# [Work instructions]
Copy the rows below word for word, every one of them, but leave out the pictures.

# [Information provided]

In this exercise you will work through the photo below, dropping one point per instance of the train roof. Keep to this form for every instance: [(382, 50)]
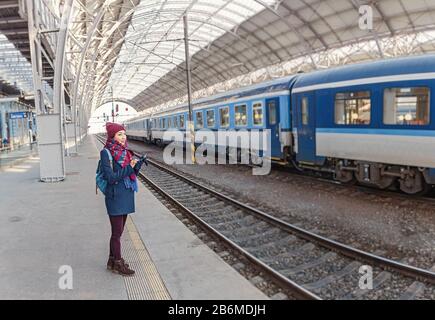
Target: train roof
[(281, 84), (388, 67)]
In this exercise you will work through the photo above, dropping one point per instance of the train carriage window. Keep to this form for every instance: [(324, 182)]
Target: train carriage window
[(257, 110), (406, 106), (241, 115), (304, 111), (353, 108), (224, 114), (210, 119), (199, 120), (272, 113)]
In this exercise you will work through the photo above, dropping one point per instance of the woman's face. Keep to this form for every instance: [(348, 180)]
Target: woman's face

# [Response below]
In this exercise you will work through the photo below, dropping one point per instance of the train roof. Keep to this form for every instance: [(382, 50)]
Target: train roof
[(281, 84), (388, 67)]
In this exercise you will work through the photo above, dropping one point per instance of the train carriage window. Keep to this form for every instance: [(324, 182)]
Target: train carriage window
[(257, 110), (406, 106), (241, 115), (304, 111), (353, 108), (224, 114), (210, 119), (199, 120), (272, 113)]
In this exercise you will work through the photo above, dropping one point per instance of the woman's face. Keep to this form for every instance: [(348, 180)]
Target: woman's face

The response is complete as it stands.